--- Task instructions ---
A: Answer these from the Supreme Court newsletter excerpt, one per line, marking each answer (i), (ii), (iii):
(i) On which morning of the week does the newsletter offer its update?
(ii) Whose execution by Texas did the Court refuse to stay?
(iii) At what time and on what date is the next Order List due?
B: Transcribe the Supreme Court newsletter excerpt word for word, from "13. Bruen's Increasingly" up to and including "to all of us.".
C: Go on with the Supreme Court newsletter excerpt, starting after its final sentence.

--- Supplied passage ---
· · · · · · ·

13. Bruen's Increasingly Troubling Aftermath
Everyone agrees that the Supreme Court upended Second Amendment jurisprudence last June. Just how far the majority's new approach goes is something the Justices will soon need to clarify.
Welcome back to “One First,” a weekly newsletter that aims to make the U.S. Supreme Court more accessible to all of us.
Every Monday morning, I’ll be offering an update on goings-on at the Court; a longer introduction to the Court’s history, current work, or key players; and some Court-related trivia. If you’re enjoying the newsletter, I hope that you’ll consider sharing it (and subscribing if you don’t already):
On the Docket
As expected, it was a very quiet week at the Supreme Court, as the Justices continued their un-official mid-winter recess. The Court issued only two orders—one refusing to stay Texas’s execution of Wesley Ruiz (furthering a trend I covered a few weeks back); and one clarifying the briefing schedule in two consolidated cases the Court will hear later this Term. We don’t expect anything more from the Justices until at least their next regular Conference, set for Friday, February 17 (the next Order List is due at 9:30 ET on Tuesday, February 21). The Court also released the argument calendars for its March 2023 and April 2023 sessions, which don’t have quite the same critical mass of blockbusters as the earlier sessions from this Term.

· · · · · · ·

--- Records provided ---
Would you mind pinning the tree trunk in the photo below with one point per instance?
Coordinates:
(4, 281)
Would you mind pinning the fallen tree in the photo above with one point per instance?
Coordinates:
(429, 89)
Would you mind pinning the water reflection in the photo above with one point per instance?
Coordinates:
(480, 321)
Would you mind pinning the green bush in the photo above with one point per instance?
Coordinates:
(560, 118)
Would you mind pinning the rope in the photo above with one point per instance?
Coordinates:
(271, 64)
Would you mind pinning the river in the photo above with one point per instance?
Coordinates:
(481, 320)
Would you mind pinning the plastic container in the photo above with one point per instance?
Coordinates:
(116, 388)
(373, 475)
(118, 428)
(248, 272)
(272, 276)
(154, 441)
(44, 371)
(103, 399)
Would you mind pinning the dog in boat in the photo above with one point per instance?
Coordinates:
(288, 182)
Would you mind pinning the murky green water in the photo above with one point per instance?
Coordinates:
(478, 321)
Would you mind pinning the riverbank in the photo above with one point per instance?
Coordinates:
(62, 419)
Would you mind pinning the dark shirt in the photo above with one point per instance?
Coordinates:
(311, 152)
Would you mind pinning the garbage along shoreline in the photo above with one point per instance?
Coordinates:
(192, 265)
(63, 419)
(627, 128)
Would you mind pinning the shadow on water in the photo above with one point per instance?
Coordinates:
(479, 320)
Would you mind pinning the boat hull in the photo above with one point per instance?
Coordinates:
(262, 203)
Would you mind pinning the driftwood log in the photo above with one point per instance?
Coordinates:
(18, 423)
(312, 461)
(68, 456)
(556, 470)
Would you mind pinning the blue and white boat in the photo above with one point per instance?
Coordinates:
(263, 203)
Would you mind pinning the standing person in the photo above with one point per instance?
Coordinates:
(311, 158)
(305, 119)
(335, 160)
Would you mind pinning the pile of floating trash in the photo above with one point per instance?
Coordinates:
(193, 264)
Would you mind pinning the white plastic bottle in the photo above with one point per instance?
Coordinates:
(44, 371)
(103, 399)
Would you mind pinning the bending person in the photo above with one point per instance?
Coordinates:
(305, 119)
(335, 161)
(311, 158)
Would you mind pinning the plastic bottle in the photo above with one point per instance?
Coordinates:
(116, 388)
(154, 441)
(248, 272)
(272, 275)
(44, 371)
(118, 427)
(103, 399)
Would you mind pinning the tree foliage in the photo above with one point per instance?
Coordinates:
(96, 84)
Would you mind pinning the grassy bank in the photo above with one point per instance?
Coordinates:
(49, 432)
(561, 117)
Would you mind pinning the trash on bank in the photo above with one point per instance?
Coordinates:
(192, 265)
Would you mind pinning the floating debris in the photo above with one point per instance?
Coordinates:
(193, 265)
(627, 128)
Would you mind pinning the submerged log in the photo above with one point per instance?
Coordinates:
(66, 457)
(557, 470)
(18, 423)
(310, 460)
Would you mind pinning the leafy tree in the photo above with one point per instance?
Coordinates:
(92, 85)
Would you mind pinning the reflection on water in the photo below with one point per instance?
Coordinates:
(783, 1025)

· · · · · · ·

--- Outputs for the tasks ---
A:
(i) Monday
(ii) Wesley Ruiz
(iii) 9:30 ET on Tuesday, February 21

B:
13. Bruen's Increasingly Troubling Aftermath
Everyone agrees that the Supreme Court upended Second Amendment jurisprudence last June. Just how far the majority's new approach goes is something the Justices will soon need to clarify.
Welcome back to “One First,” a weekly newsletter that aims to make the U.S. Supreme Court more accessible to all of us.

C:
There were two Court-related news stories that caught my attention: Ariane DeVogue had a fascinating behind-the-scenes piece for CNN on some of the security lapses that were uncovered during the Court’s investigation into the Dobbs leak, but not disclosed as part of its report. And Steve Eder had a piece for the New York Times about ethical questions surrounding the legal recruiting efforts of Jane Roberts (who, among other things, is married to Chief Justice Roberts). I’ll confess that, like my better half, I think that this story is much ado about very little. But it does underscore, once again, the broader lack of concrete and enforceable ethics rules and standards governing the conduct of the Justices and their immediate family members, which has problematic implications in cases that are far more troubling than this one.
I also had an op-ed in yesterday’s Times about the increasing exploitation of “judge shopping” (where litigants, by filing challenges to federal policies in “single-judge divisions,” can effectively hand-pick the specific judge who hears their case and who can block the policy on a nationwide basis). Among other things, this uptick may have something to do with the topic of an earlier issue—how the Court is increasingly deciding important legal questions at much earlier stages of disputes than has historically been the norm.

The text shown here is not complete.